Bishop Irinej also testifies to this in the aforementioned dissertation on St Mark: “Not just today at the time of so-called ‘Ecumenismʼ but at the time of St Mark there were people who believed that Western Christians only ‘differently formulate’ the truths of God given faith; thus they do not make mistakes in the faith and therefore, are not heretics. But here is what St Mark says about that: ‘Some say that we have never viewed the Latins as heretics, but only as schismatics!’ Those who say this have taken it from the Latins themselves; because they call us schismatics—for they do not have anything to complain about in our faith; therefore they complain that we have not been obedient to them—which in their view, we were required to be.ʼ St Mark adds: ‘We first separated from them; that is, we separated ourselves from them—we cut them off from the common Body, the Church. Why, tell me? Is it because they have true faith, or because they have properly asserted a supplement (to the Creed)? Who could say so, unless he had a strong concussion? No, but we cut them off because they think inappropriate and impious matters, and because they unjustifiably inserted that annexation. That is why we turned away from them as from heretics, and therefore we are separated from them.ʼ Later St Mark writes, ‘If the Latins do not in any way err from the true faith, then we have, it seems, vainly rejected them from ourselves; and if they have gone astray in the theology on the Holy Spirit (and blaspheming the Holy Spirit is the worst of all the dangers), then they are heretics, and as heretics we cut them off.” Catholics, Protestants of various types and other heterodox faiths that are not in communion with the Church cannot be called ‘churchesʼ.

Alas, what are we seeing today from some people? Exactly the opposite. At the time when certain local Orthodox Churches became “an integral part of the World Council of Churches”, in their publications, in relation to Catholic and other heterodox, the term “church” with a small “c” initially timidly appeared. The explanation was that the One, Holy, Catholic and Apostolic Church is written with a capital “C”, unlike the others, whom we do not recognize as churches, and so we use the lower case “c”. During the last decade or so, the press of our Serbian Orthodox Church is writing about the Catholics and Protestant “churches” with a capital “C”. Then came the Cretan Council, which issued a statement—a decision on “churches” in the plural, of course with a small “c”. A capital “C” will probably be written when these “Cretan churches” are discussed in the singular. Itʼs their “historical name”, for Godʼs sake, same as the names of “other heterodox Christian churches and denominations that are not in communion with the Church”!?! I suppose, a normal person would only marvel at these Cretan explanations!

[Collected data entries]
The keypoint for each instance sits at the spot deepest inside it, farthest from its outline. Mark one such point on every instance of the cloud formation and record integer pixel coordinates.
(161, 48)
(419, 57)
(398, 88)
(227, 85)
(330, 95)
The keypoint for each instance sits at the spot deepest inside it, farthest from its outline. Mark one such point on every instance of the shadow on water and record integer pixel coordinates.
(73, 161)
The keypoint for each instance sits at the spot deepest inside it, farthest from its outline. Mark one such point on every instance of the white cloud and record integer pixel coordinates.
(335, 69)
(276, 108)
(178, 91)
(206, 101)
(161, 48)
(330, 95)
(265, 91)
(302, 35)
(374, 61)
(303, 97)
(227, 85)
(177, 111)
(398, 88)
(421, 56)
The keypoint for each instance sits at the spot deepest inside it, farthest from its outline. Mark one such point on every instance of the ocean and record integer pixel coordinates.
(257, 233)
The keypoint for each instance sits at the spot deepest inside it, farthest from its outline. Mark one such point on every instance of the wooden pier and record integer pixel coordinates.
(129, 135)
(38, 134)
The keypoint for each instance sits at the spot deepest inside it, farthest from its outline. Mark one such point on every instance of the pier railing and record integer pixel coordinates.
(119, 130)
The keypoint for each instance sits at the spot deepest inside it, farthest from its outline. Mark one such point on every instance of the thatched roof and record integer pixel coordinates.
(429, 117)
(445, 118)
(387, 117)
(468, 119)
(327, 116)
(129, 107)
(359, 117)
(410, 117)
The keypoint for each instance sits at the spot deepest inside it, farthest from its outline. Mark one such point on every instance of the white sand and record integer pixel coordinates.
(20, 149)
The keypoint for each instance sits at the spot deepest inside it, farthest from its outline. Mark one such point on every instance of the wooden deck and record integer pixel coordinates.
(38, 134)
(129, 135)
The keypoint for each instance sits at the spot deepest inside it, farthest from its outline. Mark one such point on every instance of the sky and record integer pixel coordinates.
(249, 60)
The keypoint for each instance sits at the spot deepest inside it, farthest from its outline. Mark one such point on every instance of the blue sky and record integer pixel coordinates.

-- Task --
Write the next part of the passage on calling heterodox bodies "churches," picking up right after its final sentence.

-- Final answer --
Should we therefore speak the truth, or we would we do better to flatter? Do we want to be honest, or shall we juggle and manipulate the words? Whose spiritual children will we be, and who will be our spiritual father: Niccolo Machiavelli or St Sava Nemanjić?

“Christʼs Church has once and for all determined its attitude towards heretics—and heretics are all who are non-Orthodox—according to the Apostles and the fathers, through God-revealed Sacred Tradition, unique and unchangeable. According to this stance, the Orthodox are prohibited to have any prayerful communion and fellowship with heretics. Rule 45 of The Apostolic Canons says: ‘Let a bishop, or presbyter, or deacon who has only prayed with heretics be excommunicated; but if he has permitted them to perform any clerical office, let him be deposed.ʼ This sacred canon of the Holy Apostles does not specify what kind of worship, but forbids any common prayer with the heretics, even individual (συνευξάμενος). Do we not see something even more extreme at the common ecumenical prayers?”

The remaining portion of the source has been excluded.